→ **TASK MATERIAL**:
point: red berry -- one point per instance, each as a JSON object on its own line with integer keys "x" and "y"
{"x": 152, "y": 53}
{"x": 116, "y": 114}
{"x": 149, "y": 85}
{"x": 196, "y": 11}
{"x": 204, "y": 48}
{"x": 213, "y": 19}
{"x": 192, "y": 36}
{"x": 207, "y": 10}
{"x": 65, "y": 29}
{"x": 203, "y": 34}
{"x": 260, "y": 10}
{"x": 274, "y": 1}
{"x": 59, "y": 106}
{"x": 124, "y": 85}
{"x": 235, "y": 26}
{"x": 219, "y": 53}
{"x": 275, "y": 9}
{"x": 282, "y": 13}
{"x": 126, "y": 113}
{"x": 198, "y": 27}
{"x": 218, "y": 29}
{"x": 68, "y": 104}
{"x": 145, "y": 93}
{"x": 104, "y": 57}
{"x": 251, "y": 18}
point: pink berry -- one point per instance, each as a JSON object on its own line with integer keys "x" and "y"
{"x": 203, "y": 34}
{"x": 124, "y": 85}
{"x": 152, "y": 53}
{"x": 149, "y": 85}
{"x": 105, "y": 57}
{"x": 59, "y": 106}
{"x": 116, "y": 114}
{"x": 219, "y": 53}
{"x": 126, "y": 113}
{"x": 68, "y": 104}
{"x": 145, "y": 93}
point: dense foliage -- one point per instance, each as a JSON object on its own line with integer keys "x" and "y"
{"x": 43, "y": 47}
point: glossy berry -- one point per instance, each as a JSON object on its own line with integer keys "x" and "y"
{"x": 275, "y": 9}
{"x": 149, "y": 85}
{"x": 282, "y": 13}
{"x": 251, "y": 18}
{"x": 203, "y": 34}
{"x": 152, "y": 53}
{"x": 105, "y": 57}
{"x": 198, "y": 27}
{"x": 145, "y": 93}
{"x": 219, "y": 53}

→ **WHAT YOU SHOULD DO**: Please repeat the records so that each one reads exactly as it does above.

→ **TASK RESULT**:
point: red berry -- one point per instance, each as a JSON object on its own line with integer keys "x" and "y"
{"x": 152, "y": 53}
{"x": 116, "y": 114}
{"x": 149, "y": 85}
{"x": 196, "y": 11}
{"x": 204, "y": 48}
{"x": 213, "y": 19}
{"x": 192, "y": 36}
{"x": 207, "y": 10}
{"x": 65, "y": 29}
{"x": 203, "y": 34}
{"x": 260, "y": 10}
{"x": 274, "y": 1}
{"x": 59, "y": 106}
{"x": 124, "y": 85}
{"x": 235, "y": 26}
{"x": 219, "y": 53}
{"x": 275, "y": 9}
{"x": 282, "y": 13}
{"x": 126, "y": 113}
{"x": 198, "y": 27}
{"x": 218, "y": 29}
{"x": 68, "y": 104}
{"x": 145, "y": 93}
{"x": 104, "y": 57}
{"x": 251, "y": 18}
point: pink berry -- one point per instance, each as a JSON object on its own line with integer keys "x" and "y"
{"x": 203, "y": 34}
{"x": 124, "y": 85}
{"x": 152, "y": 53}
{"x": 149, "y": 85}
{"x": 105, "y": 57}
{"x": 59, "y": 106}
{"x": 116, "y": 114}
{"x": 219, "y": 53}
{"x": 126, "y": 113}
{"x": 68, "y": 104}
{"x": 145, "y": 93}
point: dense foliage -- one point per instance, each as a JSON object on its own line with integer keys "x" and "y"
{"x": 43, "y": 47}
point: glossy berry -- one point per instance, each as a JSON object on its own line with integer keys "x" and "y"
{"x": 275, "y": 9}
{"x": 149, "y": 85}
{"x": 282, "y": 13}
{"x": 251, "y": 18}
{"x": 203, "y": 34}
{"x": 152, "y": 53}
{"x": 105, "y": 57}
{"x": 198, "y": 27}
{"x": 145, "y": 93}
{"x": 219, "y": 53}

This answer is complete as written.